• **Trecho do texto**
────────────────────
Andrzej Dudzinski por Regina Lydia

Beija-flor

Regina Lydia Rodrigues Jaeger

O sofrimento humano só é intolerável quando ninguém cuida

Cicely Saunders*

É impressionante como a tecnologia avança em ritmo alucinante em todas as áreas. O que levava séculos, hoje leva segundos. O tempo se esvai a cada clique. Desde que se inventou a roda, as coisas não pararam mais. A capacidade criativa nos tirou das cavernas. Seria impossível enumerarmos tudo o que já foi inventado.

Parece que a maior obsessão do homem é, justamente, superar a si próprio, buscar a imortalidade. Enquanto não a consegue, inventa substitutos, seja através da ciência ou tecnologia. Assim surgiu a robótica, a inteligência artificial, robôs humanoides, as clonagens, os transplantes de órgãos, os avanços na medicina, novos fármacos que tentam curar as doenças e prolongar a vida, terapias alvo, células tronco, ufa. Volta e meia surge um novo vírus para bagunçar tudo e lembrar que não estamos com esta bola toda. Mas disto não aguentamos mais falar, vamos a outro ponto.

O mais importante muitas vezes é esquecido, ou pior, não respeitado: a sensibilidade e as emoções de cada um. Somos únicos, mas somos mais um entre tantos. Somos fortes na saúde e frágeis na doença. Somos humanos. Somos homens, não robôs.
────────────────────
• **Material fornecido**
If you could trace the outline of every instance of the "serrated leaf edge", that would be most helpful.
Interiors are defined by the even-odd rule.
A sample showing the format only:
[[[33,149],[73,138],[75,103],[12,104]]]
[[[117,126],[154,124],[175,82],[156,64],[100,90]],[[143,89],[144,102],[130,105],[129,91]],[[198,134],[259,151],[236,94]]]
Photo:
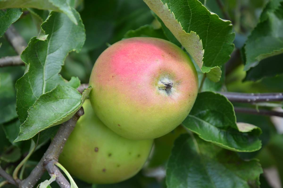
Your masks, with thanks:
[[[50,91],[48,91],[47,92],[46,92],[46,93],[44,93],[44,94],[42,94],[42,95],[40,95],[40,96],[41,96],[42,95],[44,95],[44,94],[46,94],[46,93],[50,93],[50,92],[52,91],[53,90],[54,90],[55,89],[56,89],[57,87],[58,87],[58,86],[59,86],[59,85],[61,85],[59,84],[57,84],[56,85],[56,87],[54,87],[54,88],[53,88],[52,89],[52,90],[50,90]],[[66,117],[67,117],[67,116],[68,116],[69,115],[70,115],[70,114],[72,114],[76,112],[77,111],[78,111],[78,110],[79,110],[79,109],[80,109],[80,108],[82,106],[82,105],[83,104],[83,103],[84,102],[85,100],[85,99],[86,97],[87,96],[87,95],[88,95],[88,94],[89,94],[89,92],[90,91],[90,90],[91,90],[91,88],[92,88],[91,86],[90,86],[90,87],[88,87],[87,88],[86,88],[84,90],[82,94],[81,94],[80,93],[80,92],[79,92],[76,89],[74,89],[74,88],[71,87],[71,86],[69,86],[68,85],[64,85],[64,86],[65,86],[65,87],[70,87],[70,88],[72,88],[72,89],[74,89],[75,90],[76,90],[78,92],[78,93],[79,93],[80,95],[82,95],[82,98],[81,98],[81,101],[80,102],[80,104],[78,106],[78,107],[77,107],[77,108],[76,108],[75,109],[75,110],[74,110],[74,111],[72,111],[72,112],[70,112],[68,114],[67,114],[65,116],[64,116],[64,117],[62,117],[60,119],[57,120],[56,120],[56,121],[54,122],[53,122],[51,124],[49,124],[49,125],[47,126],[46,126],[46,127],[44,128],[41,129],[40,129],[40,131],[38,131],[37,133],[38,133],[40,132],[41,131],[43,131],[43,130],[45,130],[45,129],[47,129],[47,128],[49,128],[51,127],[52,127],[52,126],[55,126],[55,125],[54,125],[54,124],[55,124],[57,123],[57,122],[60,122],[63,119],[64,119],[64,118],[66,118]],[[88,92],[88,93],[87,93]],[[33,105],[32,106],[31,106],[30,107],[29,107],[29,110],[28,111],[27,117],[27,119],[25,120],[25,121],[21,125],[21,126],[20,126],[20,132],[21,132],[21,128],[22,127],[22,125],[24,123],[25,123],[25,122],[26,122],[28,120],[28,119],[29,118],[29,110],[32,108],[33,108],[34,107],[34,106],[36,104],[35,104],[36,103],[36,102],[37,101],[38,101],[39,100],[39,98],[40,98],[40,97],[38,97],[35,101],[35,103],[33,103]],[[68,120],[69,119],[70,119],[71,117],[70,117],[70,118],[69,118],[68,119],[66,119],[66,121],[68,121]],[[19,133],[19,134],[20,134],[20,133]],[[15,139],[15,140],[14,141],[14,143],[15,143],[15,142],[18,142],[18,141],[23,141],[23,140],[28,140],[29,139],[30,139],[30,138],[32,138],[34,136],[35,136],[36,135],[36,134],[35,134],[34,135],[33,135],[33,136],[29,138],[28,138],[28,139],[18,139],[18,137],[17,137],[17,138],[16,138],[16,139]]]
────────────────────
• **Atividades**
a) Responda com base no trecho sobre tecnologia e cuidado humano:
(i) Segundo o trecho, o que nos tirou das cavernas?
(ii) Qual parece ser a maior obsessão do homem?
(iii) O que o trecho aponta como muitas vezes esquecido?
b) Prolongue o trecho sobre tecnologia e cuidado humano a partir da última frase apresentada.
A listagem acima é um material à parte e não se relaciona com o trecho.

• **Respostas**
a)
(i) A capacidade criativa.
(ii) Superar a si próprio, buscar a imortalidade.
(iii) A sensibilidade e as emoções de cada um.

b)
Vivi isso no meu trabalho de doze anos na oncologia pediátrica, onde aprendi muito sobre vida e morte. Não é tarefa fácil levar alegria em meio a um momento triste, de hospitalização por doença grave, mas faz toda a diferença. E fazia parte do meu trabalho. As crianças são sábias e aprendemos muito com elas. Teria vários relatos, daria para escrever um livro. Lembro de um menininho de 4 anos, com câncer de rim avançado, adorava as atividades, se agarrava a elas como querendo se agarrar à vida. Um dia, no meio da brincadeira que ele mais gostava, botou as pequenas mãos na barriga e, com aquela vozinha doce, me disse: – Alguma ‘coija’ está acontecendo comigo. Ele sabia que estava diferente. Foi duro ouvir aquilo, mas, naquele momento o que ele queria era ser único e não apenas mais um, entre tantos. E o fiz sentir-se assim.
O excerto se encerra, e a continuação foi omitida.